#### WHAT THE TASK REQUIRES:
List each line in the items below that contains the string "door". Case counts.

#### DATA PROVIDED:
╔══

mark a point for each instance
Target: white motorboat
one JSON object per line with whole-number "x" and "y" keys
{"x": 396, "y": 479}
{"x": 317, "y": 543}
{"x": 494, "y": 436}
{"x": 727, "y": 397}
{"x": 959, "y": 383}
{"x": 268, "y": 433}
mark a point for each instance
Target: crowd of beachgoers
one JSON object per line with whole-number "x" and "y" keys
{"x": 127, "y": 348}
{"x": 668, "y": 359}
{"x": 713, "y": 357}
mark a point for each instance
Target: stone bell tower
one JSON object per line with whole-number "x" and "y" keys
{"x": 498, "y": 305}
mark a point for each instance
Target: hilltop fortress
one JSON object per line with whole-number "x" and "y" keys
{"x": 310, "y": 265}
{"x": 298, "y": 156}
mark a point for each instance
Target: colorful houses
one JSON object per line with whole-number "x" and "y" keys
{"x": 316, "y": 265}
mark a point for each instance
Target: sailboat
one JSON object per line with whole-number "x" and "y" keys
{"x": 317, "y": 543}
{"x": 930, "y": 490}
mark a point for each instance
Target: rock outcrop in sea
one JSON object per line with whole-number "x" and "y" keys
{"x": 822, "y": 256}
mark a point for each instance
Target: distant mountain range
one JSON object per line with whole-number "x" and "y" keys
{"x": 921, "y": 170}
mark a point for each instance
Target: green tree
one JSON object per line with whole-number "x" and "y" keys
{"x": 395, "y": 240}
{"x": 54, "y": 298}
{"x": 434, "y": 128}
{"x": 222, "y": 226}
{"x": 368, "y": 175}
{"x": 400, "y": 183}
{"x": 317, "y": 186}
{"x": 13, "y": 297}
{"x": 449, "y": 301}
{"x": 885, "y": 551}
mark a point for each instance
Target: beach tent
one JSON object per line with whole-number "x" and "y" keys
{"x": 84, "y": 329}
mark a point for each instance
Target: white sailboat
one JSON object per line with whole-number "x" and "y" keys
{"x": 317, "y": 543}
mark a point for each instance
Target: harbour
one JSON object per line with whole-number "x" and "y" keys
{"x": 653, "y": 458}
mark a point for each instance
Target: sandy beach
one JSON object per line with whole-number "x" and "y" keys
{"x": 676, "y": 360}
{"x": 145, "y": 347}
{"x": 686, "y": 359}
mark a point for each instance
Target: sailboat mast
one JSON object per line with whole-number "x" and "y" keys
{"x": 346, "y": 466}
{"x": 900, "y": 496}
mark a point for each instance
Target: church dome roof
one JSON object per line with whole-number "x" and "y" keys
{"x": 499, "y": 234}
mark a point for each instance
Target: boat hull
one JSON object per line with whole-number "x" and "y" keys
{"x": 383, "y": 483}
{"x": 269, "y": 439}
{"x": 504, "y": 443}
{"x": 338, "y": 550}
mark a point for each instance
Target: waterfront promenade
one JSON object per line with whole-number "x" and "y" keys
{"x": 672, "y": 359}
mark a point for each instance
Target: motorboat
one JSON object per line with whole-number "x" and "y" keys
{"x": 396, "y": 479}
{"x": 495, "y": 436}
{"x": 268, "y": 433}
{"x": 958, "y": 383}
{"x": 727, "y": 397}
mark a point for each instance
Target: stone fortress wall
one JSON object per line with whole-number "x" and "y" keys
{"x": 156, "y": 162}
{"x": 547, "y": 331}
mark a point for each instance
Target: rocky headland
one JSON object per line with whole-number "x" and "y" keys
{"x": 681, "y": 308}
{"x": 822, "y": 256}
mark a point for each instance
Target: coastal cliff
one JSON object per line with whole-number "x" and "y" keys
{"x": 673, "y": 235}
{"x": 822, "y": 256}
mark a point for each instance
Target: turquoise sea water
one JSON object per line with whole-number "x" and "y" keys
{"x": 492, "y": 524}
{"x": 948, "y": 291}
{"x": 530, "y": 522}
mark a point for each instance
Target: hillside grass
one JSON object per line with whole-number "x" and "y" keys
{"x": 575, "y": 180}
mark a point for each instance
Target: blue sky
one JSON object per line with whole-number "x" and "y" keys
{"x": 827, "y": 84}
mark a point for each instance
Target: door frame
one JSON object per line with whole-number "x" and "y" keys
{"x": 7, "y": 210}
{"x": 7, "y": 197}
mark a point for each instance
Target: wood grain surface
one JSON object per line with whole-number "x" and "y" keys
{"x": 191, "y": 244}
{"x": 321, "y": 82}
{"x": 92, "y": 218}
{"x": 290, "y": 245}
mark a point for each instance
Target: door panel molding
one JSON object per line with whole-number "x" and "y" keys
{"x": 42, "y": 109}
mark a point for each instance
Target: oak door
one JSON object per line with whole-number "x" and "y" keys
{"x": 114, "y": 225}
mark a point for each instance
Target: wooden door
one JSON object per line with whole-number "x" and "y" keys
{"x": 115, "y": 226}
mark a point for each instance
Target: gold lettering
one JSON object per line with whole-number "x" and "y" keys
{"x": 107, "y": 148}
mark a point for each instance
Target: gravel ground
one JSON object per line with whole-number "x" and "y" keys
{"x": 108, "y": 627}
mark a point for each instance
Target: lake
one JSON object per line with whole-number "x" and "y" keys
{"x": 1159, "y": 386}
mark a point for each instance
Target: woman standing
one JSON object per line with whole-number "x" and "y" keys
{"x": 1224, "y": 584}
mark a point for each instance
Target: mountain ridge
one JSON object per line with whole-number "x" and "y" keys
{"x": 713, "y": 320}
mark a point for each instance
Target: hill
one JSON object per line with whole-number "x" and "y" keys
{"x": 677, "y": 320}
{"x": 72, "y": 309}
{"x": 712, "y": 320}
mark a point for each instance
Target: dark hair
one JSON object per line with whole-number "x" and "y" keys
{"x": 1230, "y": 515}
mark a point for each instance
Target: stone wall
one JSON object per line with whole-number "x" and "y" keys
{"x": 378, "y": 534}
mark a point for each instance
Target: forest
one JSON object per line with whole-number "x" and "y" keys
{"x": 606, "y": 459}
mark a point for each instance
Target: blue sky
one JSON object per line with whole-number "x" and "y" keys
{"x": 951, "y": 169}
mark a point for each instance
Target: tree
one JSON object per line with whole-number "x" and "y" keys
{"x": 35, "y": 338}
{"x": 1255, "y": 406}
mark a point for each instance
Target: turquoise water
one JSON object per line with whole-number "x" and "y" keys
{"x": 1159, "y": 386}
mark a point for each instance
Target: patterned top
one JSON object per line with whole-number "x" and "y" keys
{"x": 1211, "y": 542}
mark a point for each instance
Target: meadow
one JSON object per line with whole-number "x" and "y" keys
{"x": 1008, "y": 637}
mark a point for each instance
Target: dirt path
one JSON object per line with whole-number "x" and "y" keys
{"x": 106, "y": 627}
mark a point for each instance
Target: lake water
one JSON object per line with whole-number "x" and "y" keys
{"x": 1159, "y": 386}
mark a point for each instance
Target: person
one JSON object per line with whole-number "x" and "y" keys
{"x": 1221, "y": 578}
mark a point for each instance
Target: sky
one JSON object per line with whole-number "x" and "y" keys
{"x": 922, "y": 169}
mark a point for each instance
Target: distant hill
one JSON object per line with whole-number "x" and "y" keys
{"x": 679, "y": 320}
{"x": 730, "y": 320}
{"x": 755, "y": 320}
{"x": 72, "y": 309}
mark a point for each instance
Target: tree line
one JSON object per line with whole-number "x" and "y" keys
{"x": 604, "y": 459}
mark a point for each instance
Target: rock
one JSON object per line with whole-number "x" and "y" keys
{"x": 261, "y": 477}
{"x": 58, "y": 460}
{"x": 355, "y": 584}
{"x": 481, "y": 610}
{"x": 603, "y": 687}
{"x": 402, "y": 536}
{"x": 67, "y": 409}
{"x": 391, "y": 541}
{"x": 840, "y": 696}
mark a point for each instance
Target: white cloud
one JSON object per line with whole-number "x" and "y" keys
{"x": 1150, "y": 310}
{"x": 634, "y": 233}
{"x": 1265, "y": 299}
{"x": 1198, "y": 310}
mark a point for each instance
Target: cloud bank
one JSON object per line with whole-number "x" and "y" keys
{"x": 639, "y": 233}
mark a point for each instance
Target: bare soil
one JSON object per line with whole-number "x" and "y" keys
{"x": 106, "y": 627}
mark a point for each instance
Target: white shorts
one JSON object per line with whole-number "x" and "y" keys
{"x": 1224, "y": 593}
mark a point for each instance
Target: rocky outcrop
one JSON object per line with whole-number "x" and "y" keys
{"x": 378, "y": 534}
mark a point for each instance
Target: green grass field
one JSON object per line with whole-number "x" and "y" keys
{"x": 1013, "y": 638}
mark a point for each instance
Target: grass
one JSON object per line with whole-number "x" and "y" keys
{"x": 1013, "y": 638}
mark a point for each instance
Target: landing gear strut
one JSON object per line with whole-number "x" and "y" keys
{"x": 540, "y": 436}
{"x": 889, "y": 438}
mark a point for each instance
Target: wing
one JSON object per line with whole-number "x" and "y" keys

╚══

#### THE REPLY:
Target: door frame
Target: door panel molding
Target: oak door
Target: wooden door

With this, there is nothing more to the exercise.